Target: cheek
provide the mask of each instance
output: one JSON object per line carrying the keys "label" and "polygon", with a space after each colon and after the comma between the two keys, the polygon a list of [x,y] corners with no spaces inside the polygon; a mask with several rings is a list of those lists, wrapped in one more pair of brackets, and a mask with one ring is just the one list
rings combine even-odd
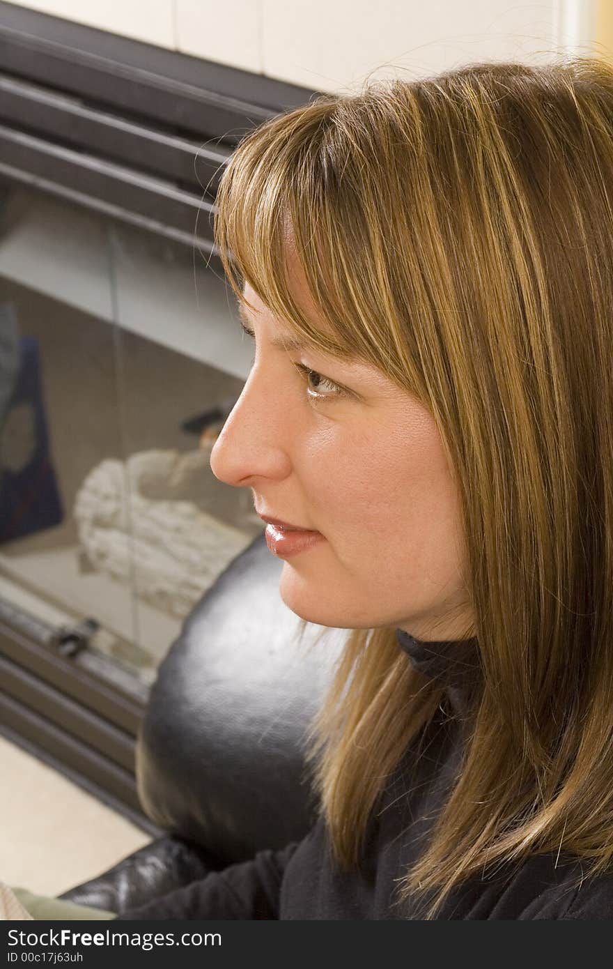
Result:
{"label": "cheek", "polygon": [[394,443],[320,450],[305,466],[314,520],[341,554],[423,561],[429,549],[440,557],[453,544],[457,496],[443,449],[433,441]]}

# Task instructions
Output the lines above as a JSON list of strings with one string per line, skipping blank lines and leaving out the picture.

# Solved problem
[
  "Target: cheek",
  "provide the mask of each instance",
  "output: one JSON object per line carrying the keys \"label\" and \"polygon\", with a space after each colon and after the comma between the two keys, the polygon a list of [x,y] corners with no spaces inside the polygon; a mask with several rings is a list of those lists, wrapped in one more pair of brackets, and a mask with one ring is just the one list",
  "rings combine even-odd",
  "Result:",
  "{\"label\": \"cheek\", \"polygon\": [[394,443],[320,450],[305,466],[314,520],[341,554],[423,561],[429,549],[440,557],[453,544],[457,496],[443,449],[433,441]]}"
]